Anyone want to guard Green? We have seen this before...


----------



## Wade County (Jun 22, 2003)

Turnovers. They won't miss. 

Game is over.


----------



## WithHotCompanyInMiami (Feb 9, 2013)

Such an unlucky possession.


----------



## Wade2Bosh (Mar 31, 2004)

I mean, this is just insane shooting. 19-21? Will they ever cool off? :laugh:


----------



## Dee-Zy (Jan 12, 2006)

Pop made some adjustments and is killing MIA. I pray to God that Spo makes the right adjustments at half time and stop this ****ing hemorrhage


----------



## Wade County (Jun 22, 2003)

This is woeful.


----------



## Wade2Bosh (Mar 31, 2004)

Wade's 5 turnover. Have I mentioned how frustrated I am with Wade tonight?


----------



## WithHotCompanyInMiami (Feb 9, 2013)

Wade again.


----------



## Wade County (Jun 22, 2003)

Wade I want to punch you in your ovaries. Wtf.


----------



## Wade2Bosh (Mar 31, 2004)

Wade did something good! :clap: 


:nonono:


----------



## Wade County (Jun 22, 2003)

Finally Shard. Need to try get this to 10 by halftime.


----------



## Wade2Bosh (Mar 31, 2004)

Down 18. Still a tall ass mountain to climb to get back in this one.

[Aim of the exercise]:
Copy out the part of the game thread that begins with "Pop made some" and ends with "This is woeful.", replacing "adjustments" with "changes" everywhere it appears.

[Supplied records]:
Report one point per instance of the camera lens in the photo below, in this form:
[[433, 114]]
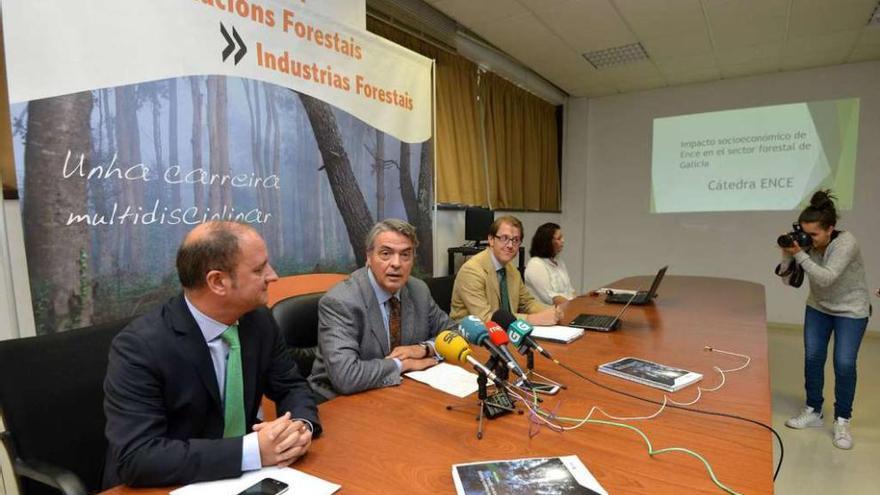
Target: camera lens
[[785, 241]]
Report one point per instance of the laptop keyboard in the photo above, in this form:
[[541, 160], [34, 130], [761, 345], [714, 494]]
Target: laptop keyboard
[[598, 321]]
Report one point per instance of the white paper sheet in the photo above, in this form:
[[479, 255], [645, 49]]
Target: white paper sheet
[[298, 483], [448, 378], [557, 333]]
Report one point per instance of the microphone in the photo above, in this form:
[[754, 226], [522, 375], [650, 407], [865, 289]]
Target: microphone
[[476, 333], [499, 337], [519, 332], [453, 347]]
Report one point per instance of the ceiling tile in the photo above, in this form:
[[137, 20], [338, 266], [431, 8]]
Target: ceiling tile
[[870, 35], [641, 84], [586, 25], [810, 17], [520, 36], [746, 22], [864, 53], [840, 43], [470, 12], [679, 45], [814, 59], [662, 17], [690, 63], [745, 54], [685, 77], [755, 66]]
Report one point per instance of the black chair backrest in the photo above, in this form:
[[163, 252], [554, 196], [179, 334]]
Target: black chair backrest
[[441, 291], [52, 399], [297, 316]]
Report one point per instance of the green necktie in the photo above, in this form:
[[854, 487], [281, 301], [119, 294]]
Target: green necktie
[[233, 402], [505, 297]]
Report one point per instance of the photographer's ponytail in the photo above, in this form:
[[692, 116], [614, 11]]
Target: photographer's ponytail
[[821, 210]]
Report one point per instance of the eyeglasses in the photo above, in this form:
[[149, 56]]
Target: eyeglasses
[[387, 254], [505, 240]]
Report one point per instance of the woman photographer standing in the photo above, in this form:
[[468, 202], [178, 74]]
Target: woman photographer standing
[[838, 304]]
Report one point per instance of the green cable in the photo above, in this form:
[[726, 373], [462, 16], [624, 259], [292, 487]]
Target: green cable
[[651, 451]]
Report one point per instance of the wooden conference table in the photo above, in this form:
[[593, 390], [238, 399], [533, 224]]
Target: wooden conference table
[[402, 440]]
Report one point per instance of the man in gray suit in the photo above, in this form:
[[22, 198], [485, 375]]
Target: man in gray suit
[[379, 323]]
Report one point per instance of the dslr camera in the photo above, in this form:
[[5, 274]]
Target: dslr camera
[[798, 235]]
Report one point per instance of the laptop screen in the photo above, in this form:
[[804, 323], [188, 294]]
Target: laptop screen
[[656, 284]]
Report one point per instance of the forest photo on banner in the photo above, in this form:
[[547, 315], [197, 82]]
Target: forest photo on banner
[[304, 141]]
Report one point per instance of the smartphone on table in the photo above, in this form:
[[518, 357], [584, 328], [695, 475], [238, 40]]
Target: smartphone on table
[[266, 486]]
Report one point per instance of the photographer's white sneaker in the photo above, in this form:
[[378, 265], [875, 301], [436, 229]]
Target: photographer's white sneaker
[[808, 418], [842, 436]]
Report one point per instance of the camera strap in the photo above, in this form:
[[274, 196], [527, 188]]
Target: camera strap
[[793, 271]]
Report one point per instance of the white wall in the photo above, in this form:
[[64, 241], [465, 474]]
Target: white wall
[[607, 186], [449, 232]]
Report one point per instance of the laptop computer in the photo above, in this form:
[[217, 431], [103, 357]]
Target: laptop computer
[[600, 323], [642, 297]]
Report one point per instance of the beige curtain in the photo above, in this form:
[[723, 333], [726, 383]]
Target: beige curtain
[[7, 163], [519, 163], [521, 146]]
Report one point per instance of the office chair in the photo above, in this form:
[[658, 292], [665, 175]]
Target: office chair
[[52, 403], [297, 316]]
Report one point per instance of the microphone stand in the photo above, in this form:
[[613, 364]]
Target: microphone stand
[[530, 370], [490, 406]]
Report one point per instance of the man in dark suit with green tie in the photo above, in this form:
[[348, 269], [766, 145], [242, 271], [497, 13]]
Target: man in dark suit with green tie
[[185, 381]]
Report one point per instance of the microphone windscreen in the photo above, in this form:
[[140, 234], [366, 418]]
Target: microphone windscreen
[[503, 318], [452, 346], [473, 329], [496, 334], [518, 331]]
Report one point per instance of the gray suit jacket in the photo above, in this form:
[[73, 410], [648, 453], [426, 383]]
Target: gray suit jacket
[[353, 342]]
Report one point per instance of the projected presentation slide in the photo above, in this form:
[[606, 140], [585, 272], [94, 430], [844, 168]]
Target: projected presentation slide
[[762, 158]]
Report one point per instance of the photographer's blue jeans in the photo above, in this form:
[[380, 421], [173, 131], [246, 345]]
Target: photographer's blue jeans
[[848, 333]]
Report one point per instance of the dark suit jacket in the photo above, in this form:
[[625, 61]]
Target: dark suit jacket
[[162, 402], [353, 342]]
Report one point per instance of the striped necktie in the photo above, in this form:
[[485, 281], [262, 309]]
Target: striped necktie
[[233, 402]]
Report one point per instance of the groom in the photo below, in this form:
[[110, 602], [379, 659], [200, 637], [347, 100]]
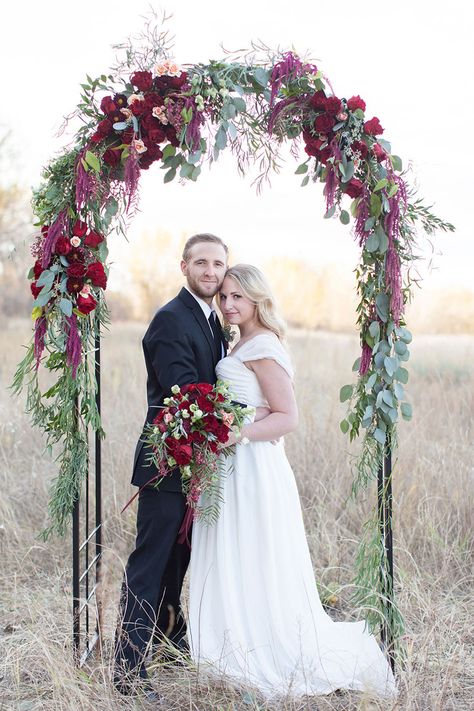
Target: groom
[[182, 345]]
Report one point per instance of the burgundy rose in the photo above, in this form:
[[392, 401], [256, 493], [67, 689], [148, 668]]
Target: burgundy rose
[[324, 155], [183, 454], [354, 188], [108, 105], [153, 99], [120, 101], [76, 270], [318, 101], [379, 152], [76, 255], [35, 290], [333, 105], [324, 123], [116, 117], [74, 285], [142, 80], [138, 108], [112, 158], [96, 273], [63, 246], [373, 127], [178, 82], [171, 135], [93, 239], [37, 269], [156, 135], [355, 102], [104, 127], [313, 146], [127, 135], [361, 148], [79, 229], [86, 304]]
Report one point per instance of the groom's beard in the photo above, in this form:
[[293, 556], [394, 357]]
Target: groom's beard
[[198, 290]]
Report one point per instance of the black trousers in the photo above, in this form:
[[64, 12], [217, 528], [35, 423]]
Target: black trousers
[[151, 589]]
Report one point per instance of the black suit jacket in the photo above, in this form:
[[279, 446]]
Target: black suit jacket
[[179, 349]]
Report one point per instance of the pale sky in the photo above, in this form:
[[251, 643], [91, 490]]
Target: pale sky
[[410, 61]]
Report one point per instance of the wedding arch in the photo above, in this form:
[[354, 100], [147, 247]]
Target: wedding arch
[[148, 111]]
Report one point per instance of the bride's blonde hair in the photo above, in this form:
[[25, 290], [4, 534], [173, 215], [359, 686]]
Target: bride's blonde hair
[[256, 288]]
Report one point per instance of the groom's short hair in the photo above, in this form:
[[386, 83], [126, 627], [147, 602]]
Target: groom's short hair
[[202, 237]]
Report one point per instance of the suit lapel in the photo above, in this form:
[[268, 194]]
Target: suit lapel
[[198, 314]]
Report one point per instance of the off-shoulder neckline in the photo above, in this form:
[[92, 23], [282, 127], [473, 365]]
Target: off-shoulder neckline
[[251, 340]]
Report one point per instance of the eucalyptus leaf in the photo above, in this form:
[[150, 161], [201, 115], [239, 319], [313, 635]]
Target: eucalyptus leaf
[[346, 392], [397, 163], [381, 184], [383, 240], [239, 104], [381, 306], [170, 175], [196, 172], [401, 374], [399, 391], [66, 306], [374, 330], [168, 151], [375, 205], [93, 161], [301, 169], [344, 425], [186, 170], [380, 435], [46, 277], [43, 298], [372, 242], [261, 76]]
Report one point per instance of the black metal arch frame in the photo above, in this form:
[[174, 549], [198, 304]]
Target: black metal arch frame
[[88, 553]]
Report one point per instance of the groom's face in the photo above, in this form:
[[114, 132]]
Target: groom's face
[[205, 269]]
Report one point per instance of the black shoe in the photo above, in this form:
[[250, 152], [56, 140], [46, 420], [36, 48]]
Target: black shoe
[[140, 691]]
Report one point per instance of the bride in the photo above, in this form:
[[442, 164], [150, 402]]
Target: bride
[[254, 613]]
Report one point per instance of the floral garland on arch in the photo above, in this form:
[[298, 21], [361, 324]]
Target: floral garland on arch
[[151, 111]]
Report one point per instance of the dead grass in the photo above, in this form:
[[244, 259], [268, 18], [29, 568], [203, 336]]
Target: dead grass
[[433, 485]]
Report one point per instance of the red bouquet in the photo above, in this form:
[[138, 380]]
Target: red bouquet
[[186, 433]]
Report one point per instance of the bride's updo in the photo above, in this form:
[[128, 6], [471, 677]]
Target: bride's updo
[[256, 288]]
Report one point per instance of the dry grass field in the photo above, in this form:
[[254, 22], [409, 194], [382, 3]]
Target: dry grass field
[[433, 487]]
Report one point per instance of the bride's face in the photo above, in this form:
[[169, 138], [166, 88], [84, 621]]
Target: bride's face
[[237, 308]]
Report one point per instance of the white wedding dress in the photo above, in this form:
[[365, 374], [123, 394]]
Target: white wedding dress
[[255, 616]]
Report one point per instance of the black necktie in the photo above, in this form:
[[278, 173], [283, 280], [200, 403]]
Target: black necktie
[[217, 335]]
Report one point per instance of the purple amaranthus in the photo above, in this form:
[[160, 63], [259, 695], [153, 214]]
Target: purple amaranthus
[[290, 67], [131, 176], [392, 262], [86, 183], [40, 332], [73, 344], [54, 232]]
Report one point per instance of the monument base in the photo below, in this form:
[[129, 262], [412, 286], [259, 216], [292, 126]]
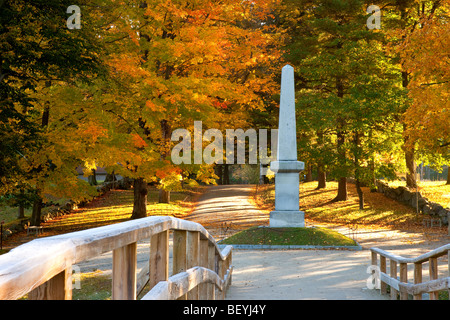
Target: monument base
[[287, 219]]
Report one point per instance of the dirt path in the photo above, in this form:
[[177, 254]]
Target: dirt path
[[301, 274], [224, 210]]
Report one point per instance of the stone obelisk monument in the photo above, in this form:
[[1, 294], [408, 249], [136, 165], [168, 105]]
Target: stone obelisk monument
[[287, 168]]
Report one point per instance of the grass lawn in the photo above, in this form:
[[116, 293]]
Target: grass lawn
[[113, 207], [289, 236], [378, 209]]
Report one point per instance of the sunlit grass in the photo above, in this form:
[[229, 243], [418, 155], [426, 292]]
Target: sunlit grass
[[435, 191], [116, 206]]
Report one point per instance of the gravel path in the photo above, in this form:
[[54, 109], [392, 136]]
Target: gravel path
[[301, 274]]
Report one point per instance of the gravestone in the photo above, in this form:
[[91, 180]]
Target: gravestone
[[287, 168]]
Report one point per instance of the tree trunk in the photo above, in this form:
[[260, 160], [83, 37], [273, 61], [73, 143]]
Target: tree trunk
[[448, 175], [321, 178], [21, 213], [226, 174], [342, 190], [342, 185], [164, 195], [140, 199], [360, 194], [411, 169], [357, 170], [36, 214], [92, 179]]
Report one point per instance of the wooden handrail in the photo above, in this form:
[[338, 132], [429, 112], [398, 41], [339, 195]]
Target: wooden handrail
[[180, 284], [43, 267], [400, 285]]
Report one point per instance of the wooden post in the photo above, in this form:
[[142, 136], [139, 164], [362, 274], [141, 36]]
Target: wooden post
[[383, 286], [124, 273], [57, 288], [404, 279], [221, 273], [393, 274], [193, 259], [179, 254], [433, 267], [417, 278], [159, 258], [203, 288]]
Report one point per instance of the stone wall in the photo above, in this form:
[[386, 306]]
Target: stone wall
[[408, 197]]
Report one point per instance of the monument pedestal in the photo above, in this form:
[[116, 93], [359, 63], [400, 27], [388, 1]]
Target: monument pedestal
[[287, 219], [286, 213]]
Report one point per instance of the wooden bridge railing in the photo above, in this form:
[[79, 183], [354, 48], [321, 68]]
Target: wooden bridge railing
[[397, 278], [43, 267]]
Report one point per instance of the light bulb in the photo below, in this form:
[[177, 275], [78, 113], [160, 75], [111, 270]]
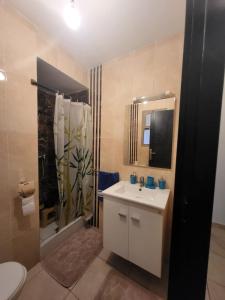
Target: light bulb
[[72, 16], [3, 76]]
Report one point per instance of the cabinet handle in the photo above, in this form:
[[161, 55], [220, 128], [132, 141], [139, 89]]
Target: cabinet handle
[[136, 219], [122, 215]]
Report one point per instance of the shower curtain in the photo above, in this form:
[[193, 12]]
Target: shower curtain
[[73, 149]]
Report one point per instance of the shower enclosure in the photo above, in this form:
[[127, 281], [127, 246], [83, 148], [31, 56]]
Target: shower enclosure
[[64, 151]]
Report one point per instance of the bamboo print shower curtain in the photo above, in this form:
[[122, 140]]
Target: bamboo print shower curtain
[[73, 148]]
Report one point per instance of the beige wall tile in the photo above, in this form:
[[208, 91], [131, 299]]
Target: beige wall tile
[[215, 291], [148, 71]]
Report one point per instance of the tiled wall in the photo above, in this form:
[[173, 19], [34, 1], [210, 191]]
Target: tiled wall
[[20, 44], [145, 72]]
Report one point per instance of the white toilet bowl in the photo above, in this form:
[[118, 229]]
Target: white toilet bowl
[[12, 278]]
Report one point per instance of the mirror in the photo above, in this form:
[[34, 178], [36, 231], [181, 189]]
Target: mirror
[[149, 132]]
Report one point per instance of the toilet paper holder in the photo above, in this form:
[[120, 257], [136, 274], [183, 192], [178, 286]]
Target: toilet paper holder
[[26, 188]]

[Result for this task]:
Pop made some changes and is killing MIA. I pray to God that Spo makes the right changes at half time and stop this ****ing hemorrhage


----------



## Wade County (Jun 22, 2003)

This is woeful.